[Excerpts from point annotation data]
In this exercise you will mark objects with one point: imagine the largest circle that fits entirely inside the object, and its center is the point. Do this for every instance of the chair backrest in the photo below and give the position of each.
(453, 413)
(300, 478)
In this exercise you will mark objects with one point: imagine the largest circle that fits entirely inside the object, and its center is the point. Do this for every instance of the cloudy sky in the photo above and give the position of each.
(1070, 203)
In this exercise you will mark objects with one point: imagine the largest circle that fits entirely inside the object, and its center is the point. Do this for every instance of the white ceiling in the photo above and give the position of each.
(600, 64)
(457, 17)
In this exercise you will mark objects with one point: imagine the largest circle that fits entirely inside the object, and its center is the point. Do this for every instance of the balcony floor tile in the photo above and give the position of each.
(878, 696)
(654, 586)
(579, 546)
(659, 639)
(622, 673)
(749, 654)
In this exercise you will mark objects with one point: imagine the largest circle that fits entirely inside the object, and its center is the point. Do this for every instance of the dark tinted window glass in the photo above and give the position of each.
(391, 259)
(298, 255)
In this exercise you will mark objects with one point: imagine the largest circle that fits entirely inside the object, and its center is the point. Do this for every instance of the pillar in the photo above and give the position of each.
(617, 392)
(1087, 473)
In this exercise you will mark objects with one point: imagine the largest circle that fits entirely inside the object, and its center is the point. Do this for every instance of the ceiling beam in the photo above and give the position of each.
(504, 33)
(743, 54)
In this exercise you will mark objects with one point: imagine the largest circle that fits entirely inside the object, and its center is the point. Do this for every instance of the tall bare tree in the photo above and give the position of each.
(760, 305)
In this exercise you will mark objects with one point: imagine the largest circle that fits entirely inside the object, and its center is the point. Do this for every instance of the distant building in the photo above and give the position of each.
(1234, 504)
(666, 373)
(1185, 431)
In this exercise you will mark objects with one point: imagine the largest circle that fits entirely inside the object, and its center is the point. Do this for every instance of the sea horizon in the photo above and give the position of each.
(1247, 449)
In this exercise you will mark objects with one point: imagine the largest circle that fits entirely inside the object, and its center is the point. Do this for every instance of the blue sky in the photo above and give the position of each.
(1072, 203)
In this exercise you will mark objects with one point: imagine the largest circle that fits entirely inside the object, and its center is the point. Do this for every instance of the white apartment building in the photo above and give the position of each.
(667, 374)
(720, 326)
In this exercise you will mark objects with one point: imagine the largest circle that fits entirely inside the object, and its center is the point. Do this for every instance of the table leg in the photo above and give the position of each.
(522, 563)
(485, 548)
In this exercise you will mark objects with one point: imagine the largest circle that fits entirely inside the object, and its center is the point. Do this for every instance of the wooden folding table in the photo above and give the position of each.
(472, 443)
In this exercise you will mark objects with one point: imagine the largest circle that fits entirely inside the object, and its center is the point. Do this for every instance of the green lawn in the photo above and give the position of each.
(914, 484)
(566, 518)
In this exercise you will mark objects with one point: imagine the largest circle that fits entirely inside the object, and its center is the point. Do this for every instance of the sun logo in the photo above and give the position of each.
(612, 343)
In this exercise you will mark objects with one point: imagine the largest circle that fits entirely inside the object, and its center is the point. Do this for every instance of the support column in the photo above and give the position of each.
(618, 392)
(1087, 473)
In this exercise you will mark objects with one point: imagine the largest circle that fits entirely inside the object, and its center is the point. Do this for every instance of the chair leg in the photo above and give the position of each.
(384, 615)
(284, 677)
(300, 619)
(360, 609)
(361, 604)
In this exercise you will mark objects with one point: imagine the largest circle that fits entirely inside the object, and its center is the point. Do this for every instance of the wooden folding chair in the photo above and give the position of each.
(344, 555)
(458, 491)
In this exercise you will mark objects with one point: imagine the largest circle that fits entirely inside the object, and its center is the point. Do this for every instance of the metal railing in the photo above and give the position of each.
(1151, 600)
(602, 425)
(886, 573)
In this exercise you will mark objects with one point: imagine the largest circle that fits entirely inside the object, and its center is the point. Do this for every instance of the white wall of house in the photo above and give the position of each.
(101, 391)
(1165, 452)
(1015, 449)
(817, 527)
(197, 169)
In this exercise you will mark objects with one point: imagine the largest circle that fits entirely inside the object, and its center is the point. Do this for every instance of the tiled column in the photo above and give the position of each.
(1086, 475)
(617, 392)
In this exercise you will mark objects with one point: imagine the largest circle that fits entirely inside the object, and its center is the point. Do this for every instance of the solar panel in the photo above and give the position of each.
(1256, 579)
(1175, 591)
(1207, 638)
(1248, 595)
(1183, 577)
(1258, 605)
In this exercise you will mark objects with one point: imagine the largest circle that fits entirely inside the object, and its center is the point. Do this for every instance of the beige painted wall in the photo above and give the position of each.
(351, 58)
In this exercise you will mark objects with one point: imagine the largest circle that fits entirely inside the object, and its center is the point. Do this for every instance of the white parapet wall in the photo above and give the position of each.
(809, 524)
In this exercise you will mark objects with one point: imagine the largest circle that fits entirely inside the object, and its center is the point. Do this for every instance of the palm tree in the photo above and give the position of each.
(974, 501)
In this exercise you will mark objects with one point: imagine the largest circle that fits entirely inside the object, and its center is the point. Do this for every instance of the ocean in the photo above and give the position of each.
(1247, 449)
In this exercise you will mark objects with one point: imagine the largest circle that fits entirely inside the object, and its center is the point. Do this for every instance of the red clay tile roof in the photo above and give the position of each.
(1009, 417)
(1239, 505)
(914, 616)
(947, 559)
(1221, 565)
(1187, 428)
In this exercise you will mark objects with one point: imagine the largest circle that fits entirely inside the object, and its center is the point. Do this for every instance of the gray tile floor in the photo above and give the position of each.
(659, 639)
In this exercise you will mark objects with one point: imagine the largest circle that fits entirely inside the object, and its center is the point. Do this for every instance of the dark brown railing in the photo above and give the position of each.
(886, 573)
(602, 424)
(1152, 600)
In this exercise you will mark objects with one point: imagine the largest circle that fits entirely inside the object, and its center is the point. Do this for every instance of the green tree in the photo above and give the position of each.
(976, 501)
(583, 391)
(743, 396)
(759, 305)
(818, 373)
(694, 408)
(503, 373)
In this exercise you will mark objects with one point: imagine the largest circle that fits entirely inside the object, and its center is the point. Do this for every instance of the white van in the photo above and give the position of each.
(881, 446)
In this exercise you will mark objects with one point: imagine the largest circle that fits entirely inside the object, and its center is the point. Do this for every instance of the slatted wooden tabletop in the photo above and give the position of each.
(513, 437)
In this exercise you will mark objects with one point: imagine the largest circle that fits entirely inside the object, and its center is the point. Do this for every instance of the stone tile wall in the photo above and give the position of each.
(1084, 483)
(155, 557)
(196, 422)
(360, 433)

PROBLEM STATEMENT>
Repeat only the lines running from the line that contains "the white van" through the last line above, inclusive.

EXERCISE OUTPUT>
In this exercise you will mark objects with one point: imagine the largest circle that fits entirely inside the object, and its center is the point. Do this for every instance of the white van in the photo above and give the position of each.
(881, 446)
In this exercise you will mark objects with one point: imagine the largest circle that fits entirely inside the object, and its center is the point. Do this for every instance of the slatted wooden tabletop in the photo above and give the position of each.
(513, 437)
In this exercise you will mark objects with one point: imagine the largest circle that fits entirely inside the object, and its center is the point. Do this for every instance of the stone tile wall in the photo above and give the position of each.
(1084, 483)
(155, 557)
(196, 422)
(360, 433)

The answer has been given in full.